* GOAL OF THE EXERCISE *
Copy out the movie review, beginning at the words "30 May 2003" and stopping after "roles I've seen.", and swap "horror collector" for "horror fan".

* PAGE EXCERPT *
□ □ □ □
Maniacal Laughter?
30 May 2003
Warning: Spoilers
Haw-hee hee-ha-ha-ha heh-heh haw-he-he-ha-ha . . . terrible. SLASHER IN THE HOUSE, or HOME SWEET HOME (words which are supposedly tattooed on the killer's hand, why?), has got to be the worst of the worst in the slasher/horror genre. As a horror collector myself, the only value in this one is the appearance of actress Vinessa Shaw in her first movie playing the little girl, Angel. She went on to be quite popular. Although, it's probably one of the lousiest child roles I've seen.

Throw out the script here. Heck, what script? Why would this production team even have needed Thomas Bush's screenplay to shoot this film? Jeez, the better question: Why did Thomas Bush write it in the first place?! Though this may sound a bit harsh, I'm sure if you see this film you'll find you agree. The dialogue is horrible and its delivery is forced. It would have been better if the whole thing was ad-libbed. Normally I don't mind wooden acting, bad lines, etc., and I've seen lots of cheesy Bs, but this one takes the cheesecake. It annoyed the h@*! outta me.

SPOILERS (which in this case is an "oxymoron")
□ □ □ □
* LISTED ENTRIES *
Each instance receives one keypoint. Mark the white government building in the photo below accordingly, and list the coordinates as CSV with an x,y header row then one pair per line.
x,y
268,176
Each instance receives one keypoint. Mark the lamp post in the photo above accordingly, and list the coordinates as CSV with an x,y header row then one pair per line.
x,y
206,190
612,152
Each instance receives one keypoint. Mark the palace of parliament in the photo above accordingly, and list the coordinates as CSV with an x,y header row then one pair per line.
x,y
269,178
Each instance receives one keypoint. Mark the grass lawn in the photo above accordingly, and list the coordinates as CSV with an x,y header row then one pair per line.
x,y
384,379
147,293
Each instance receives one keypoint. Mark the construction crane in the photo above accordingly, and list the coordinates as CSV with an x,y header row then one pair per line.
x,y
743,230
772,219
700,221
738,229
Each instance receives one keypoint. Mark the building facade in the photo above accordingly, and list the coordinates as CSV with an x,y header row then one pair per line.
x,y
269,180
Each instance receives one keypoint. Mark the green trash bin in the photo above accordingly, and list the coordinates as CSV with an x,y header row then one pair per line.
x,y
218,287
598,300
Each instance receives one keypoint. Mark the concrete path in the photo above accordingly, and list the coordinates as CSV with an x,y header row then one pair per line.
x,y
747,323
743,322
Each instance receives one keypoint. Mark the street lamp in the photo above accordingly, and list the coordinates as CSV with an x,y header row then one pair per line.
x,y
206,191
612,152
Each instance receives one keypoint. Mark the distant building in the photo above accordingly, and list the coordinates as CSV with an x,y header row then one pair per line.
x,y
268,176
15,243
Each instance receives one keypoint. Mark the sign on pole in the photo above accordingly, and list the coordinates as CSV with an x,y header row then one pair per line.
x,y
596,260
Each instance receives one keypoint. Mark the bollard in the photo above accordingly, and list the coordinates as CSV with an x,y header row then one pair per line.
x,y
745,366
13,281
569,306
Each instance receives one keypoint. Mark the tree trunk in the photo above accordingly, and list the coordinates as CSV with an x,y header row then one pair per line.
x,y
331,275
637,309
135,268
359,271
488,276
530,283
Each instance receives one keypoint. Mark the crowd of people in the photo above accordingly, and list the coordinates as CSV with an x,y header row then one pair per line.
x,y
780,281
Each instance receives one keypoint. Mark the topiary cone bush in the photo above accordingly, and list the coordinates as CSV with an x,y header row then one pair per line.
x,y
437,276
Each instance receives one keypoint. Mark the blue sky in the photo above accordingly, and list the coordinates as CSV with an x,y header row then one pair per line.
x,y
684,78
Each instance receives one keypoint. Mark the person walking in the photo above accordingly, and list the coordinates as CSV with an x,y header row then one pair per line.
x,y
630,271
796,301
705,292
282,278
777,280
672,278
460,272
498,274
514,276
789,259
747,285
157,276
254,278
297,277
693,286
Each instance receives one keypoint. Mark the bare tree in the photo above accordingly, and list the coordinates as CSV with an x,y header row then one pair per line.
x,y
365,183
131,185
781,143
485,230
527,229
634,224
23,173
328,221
□ □ □ □
* RESPONSE TO THIS EXERCISE *
30 May 2003
Warning: Spoilers
Haw-hee hee-ha-ha-ha heh-heh haw-he-he-ha-ha . . . terrible. SLASHER IN THE HOUSE, or HOME SWEET HOME (words which are supposedly tattooed on the killer's hand, why?), has got to be the worst of the worst in the slasher/horror genre. As a horror fan myself, the only value in this one is the appearance of actress Vinessa Shaw in her first movie playing the little girl, Angel. She went on to be quite popular. Although, it's probably one of the lousiest child roles I've seen.